[Source data]

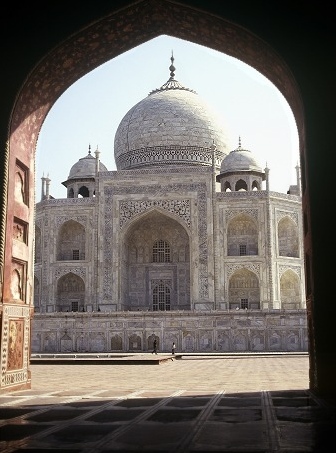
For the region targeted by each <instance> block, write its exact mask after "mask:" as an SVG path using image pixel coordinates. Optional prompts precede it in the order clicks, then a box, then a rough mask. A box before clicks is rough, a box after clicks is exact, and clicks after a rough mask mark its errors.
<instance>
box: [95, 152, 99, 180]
mask: <svg viewBox="0 0 336 453" xmlns="http://www.w3.org/2000/svg"><path fill="white" fill-rule="evenodd" d="M95 156H96V177H97V176H98V172H99V156H100V151H99V149H98V145H97V149H96V151H95Z"/></svg>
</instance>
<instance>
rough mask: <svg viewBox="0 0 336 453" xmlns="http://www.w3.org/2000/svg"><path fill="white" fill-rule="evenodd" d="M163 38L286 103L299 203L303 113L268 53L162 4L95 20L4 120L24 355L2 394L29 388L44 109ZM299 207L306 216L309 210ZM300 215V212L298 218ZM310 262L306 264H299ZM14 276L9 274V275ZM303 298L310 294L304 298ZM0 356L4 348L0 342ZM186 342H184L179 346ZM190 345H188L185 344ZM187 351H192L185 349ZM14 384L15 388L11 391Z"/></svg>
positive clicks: (170, 2) (46, 68)
mask: <svg viewBox="0 0 336 453" xmlns="http://www.w3.org/2000/svg"><path fill="white" fill-rule="evenodd" d="M163 34H165V35H170V36H174V37H177V38H180V39H185V40H187V41H191V42H194V43H196V44H200V45H203V46H207V47H209V48H212V49H214V50H217V51H219V52H223V53H226V54H228V55H230V56H232V57H235V58H237V59H239V60H241V61H243V62H245V63H246V64H248V65H250V66H252V67H254V68H255V69H256V70H258V71H259V72H261V73H262V74H263V75H264V76H266V77H267V78H268V79H269V80H270V81H271V82H273V83H274V85H275V86H276V87H277V88H278V89H279V90H280V92H281V93H282V94H283V95H284V97H285V98H286V99H287V101H288V103H289V105H290V106H291V108H292V110H293V113H294V116H295V120H296V124H297V127H298V133H299V138H300V152H301V168H302V169H303V172H302V186H303V199H304V206H306V205H308V208H309V203H308V202H307V204H305V201H307V200H305V198H307V197H308V195H306V192H305V187H306V184H305V156H304V153H305V149H304V143H305V136H304V121H303V107H302V102H301V97H300V93H299V91H298V88H297V85H296V83H295V80H294V79H293V77H292V74H291V71H290V70H289V68H288V67H287V66H286V64H285V63H284V61H282V59H281V58H280V57H279V55H278V54H277V53H276V52H275V51H273V49H272V48H271V47H270V46H269V45H268V44H267V43H266V42H264V41H262V40H261V39H259V38H258V37H257V36H256V35H255V34H253V33H250V32H249V31H248V30H246V29H245V28H243V27H240V26H239V25H237V24H235V23H232V22H229V21H227V20H224V19H223V18H221V17H218V16H214V15H211V14H209V13H207V12H204V11H201V10H198V9H194V8H193V7H189V6H184V5H182V4H178V3H175V2H170V1H166V0H150V1H145V0H144V1H138V2H135V3H131V4H130V5H129V6H127V7H125V8H124V9H118V10H117V11H115V12H113V13H112V14H110V15H107V16H105V17H102V18H101V20H97V21H95V22H92V23H90V24H89V25H88V26H87V27H85V28H83V29H81V30H80V31H78V32H76V33H73V34H72V35H71V36H69V38H68V39H67V40H65V41H64V42H62V43H60V45H59V46H56V47H55V48H53V49H52V50H51V51H50V52H49V53H48V54H47V55H45V57H44V58H43V59H42V60H41V61H39V62H38V63H37V64H36V66H35V67H34V69H33V70H32V72H31V73H30V74H27V78H26V80H25V82H24V84H23V86H22V87H21V89H20V91H19V92H18V95H17V98H16V100H15V105H14V106H13V110H12V114H11V117H10V120H9V128H8V140H7V143H8V145H7V149H6V153H5V156H4V169H5V171H4V173H3V180H4V191H3V194H4V196H3V208H2V229H1V244H0V267H1V270H2V277H3V278H2V282H1V283H2V288H1V289H2V295H3V300H2V304H3V305H5V306H6V310H3V320H2V325H3V331H4V330H5V329H6V330H8V327H9V323H10V321H11V319H12V316H13V313H14V312H16V311H17V307H18V306H20V309H21V319H22V322H24V329H23V330H24V332H25V335H26V337H27V338H25V339H24V344H25V349H24V351H23V361H22V367H21V369H20V370H16V369H14V370H13V369H12V368H11V369H8V367H7V364H6V361H3V363H2V368H1V370H2V371H1V373H2V375H1V388H0V390H8V389H11V388H14V387H16V388H24V387H25V386H26V387H30V377H29V376H30V372H29V351H30V317H31V316H32V312H33V297H32V291H31V290H30V288H32V287H33V285H34V281H33V278H34V277H33V263H32V259H33V258H32V256H33V253H32V249H33V242H34V237H33V236H34V228H33V225H34V203H35V194H34V186H35V174H34V171H35V170H34V168H35V165H34V164H35V149H36V142H37V138H38V134H39V131H40V129H41V127H42V124H43V121H44V119H45V117H46V115H47V114H48V112H49V110H50V109H51V107H52V106H53V104H54V103H55V102H56V100H57V99H58V98H59V97H60V96H61V95H62V94H63V93H64V91H65V90H66V89H67V88H68V87H69V86H70V85H72V84H73V83H75V82H76V81H77V80H78V79H79V78H81V77H83V76H84V75H85V74H87V73H89V72H90V71H92V70H93V69H95V68H97V67H98V66H100V65H101V64H103V63H105V62H107V61H108V60H110V59H112V58H114V57H116V56H118V55H120V54H122V53H123V52H125V51H127V50H130V49H132V48H134V47H136V46H137V45H139V44H142V43H144V42H146V41H148V40H150V39H152V38H155V37H157V36H160V35H163ZM18 175H19V177H18ZM308 208H306V209H308ZM17 212H19V214H20V221H22V222H25V223H26V224H27V225H28V226H29V234H28V238H27V247H26V250H22V251H21V254H20V256H13V254H12V250H13V228H14V215H15V213H17ZM305 215H306V216H307V213H306V214H305ZM310 250H311V245H310V241H309V240H306V241H305V252H306V255H308V256H310V254H311V251H310ZM18 261H19V262H20V263H21V264H20V266H21V268H22V282H21V283H22V291H21V292H22V295H24V299H23V297H22V295H21V296H20V297H19V298H15V297H13V294H12V292H11V288H12V275H13V273H12V266H13V262H15V263H16V262H18ZM306 262H309V263H310V262H311V260H306ZM14 276H15V274H14ZM308 296H309V295H308ZM1 341H2V350H3V352H4V353H3V356H4V357H5V356H6V353H7V351H8V348H9V343H8V340H7V339H6V338H4V337H3V338H2V339H1ZM185 341H187V340H185ZM188 344H189V343H188ZM187 349H192V345H189V346H188V348H187ZM12 382H15V384H11V383H12Z"/></svg>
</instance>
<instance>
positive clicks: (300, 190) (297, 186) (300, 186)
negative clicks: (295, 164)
mask: <svg viewBox="0 0 336 453" xmlns="http://www.w3.org/2000/svg"><path fill="white" fill-rule="evenodd" d="M295 170H296V184H297V190H298V195H299V196H300V197H301V195H302V194H301V172H300V166H299V164H298V163H297V164H296V167H295Z"/></svg>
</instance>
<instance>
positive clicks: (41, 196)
mask: <svg viewBox="0 0 336 453" xmlns="http://www.w3.org/2000/svg"><path fill="white" fill-rule="evenodd" d="M41 181H42V186H41V201H43V200H44V199H45V181H46V178H45V177H44V173H43V176H42V178H41Z"/></svg>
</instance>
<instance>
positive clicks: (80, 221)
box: [54, 215, 88, 227]
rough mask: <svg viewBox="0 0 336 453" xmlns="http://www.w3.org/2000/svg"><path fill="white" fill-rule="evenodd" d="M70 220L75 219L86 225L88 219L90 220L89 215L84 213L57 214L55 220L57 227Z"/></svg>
mask: <svg viewBox="0 0 336 453" xmlns="http://www.w3.org/2000/svg"><path fill="white" fill-rule="evenodd" d="M69 220H74V221H75V222H79V223H81V224H82V225H85V224H86V222H87V220H88V217H87V216H84V215H77V216H74V215H67V216H65V215H62V216H56V217H55V220H54V222H55V225H56V226H57V227H59V226H60V225H62V224H63V223H65V222H68V221H69Z"/></svg>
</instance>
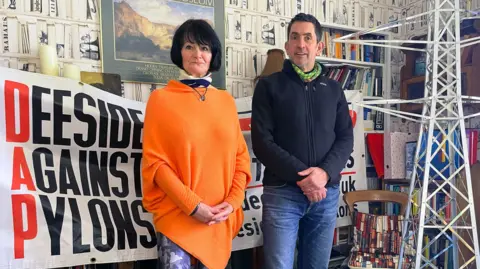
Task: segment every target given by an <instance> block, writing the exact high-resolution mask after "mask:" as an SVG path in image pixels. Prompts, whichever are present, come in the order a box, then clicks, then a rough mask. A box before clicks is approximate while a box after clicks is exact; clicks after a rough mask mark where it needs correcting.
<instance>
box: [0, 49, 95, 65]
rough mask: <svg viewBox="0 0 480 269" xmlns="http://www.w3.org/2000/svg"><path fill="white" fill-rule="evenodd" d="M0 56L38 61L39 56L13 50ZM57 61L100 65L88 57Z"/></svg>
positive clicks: (69, 62)
mask: <svg viewBox="0 0 480 269" xmlns="http://www.w3.org/2000/svg"><path fill="white" fill-rule="evenodd" d="M0 57H2V58H4V57H6V58H18V59H34V60H38V61H40V57H39V56H35V55H30V54H23V53H13V52H7V53H2V54H0ZM58 62H60V63H81V64H92V65H95V66H100V65H101V62H100V61H97V60H89V59H84V60H78V59H72V58H70V59H65V58H58Z"/></svg>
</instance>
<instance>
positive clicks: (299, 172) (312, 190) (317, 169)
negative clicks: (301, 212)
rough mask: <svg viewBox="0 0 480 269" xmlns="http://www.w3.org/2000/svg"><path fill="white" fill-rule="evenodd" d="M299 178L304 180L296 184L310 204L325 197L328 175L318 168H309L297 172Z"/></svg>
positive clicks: (319, 168)
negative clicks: (301, 191)
mask: <svg viewBox="0 0 480 269" xmlns="http://www.w3.org/2000/svg"><path fill="white" fill-rule="evenodd" d="M298 174H299V175H300V176H304V177H306V178H304V179H302V180H301V181H299V182H297V185H298V186H299V187H300V188H301V189H302V191H303V193H304V194H305V195H306V196H307V198H308V200H309V201H310V202H313V203H315V202H319V201H321V200H322V199H325V197H327V189H326V188H325V185H326V184H327V182H328V174H327V172H325V171H324V170H323V169H321V168H318V167H310V168H308V169H306V170H303V171H301V172H298Z"/></svg>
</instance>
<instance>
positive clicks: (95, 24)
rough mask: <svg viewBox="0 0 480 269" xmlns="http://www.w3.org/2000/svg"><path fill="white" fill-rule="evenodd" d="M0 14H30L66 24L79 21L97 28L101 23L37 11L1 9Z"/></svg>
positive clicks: (28, 16)
mask: <svg viewBox="0 0 480 269" xmlns="http://www.w3.org/2000/svg"><path fill="white" fill-rule="evenodd" d="M0 15H7V16H8V17H19V16H28V17H32V18H36V19H42V20H46V21H48V20H51V21H55V22H59V23H64V24H72V23H77V24H79V25H90V26H95V27H97V28H100V23H99V22H94V21H87V20H85V21H81V20H75V19H72V18H58V17H51V16H48V15H43V14H38V13H35V12H18V11H11V10H8V9H0Z"/></svg>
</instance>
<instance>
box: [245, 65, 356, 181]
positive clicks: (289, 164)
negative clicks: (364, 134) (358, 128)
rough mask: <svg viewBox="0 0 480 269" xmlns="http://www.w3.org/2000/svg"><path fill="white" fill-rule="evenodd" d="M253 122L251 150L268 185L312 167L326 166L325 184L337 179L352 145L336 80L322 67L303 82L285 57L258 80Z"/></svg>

[/Source data]

_Problem to work on_
The lines above from the one containing "positive clicks: (299, 172)" through the one containing "positive clicks: (319, 168)" are to be set down exactly, and no others.

_Answer space_
positive clicks: (299, 172) (312, 190) (317, 169)
negative clicks: (301, 212)
rough mask: <svg viewBox="0 0 480 269" xmlns="http://www.w3.org/2000/svg"><path fill="white" fill-rule="evenodd" d="M299 178L304 180L296 184L310 204L325 197L328 175L318 168H309L297 172Z"/></svg>
positive clicks: (319, 168)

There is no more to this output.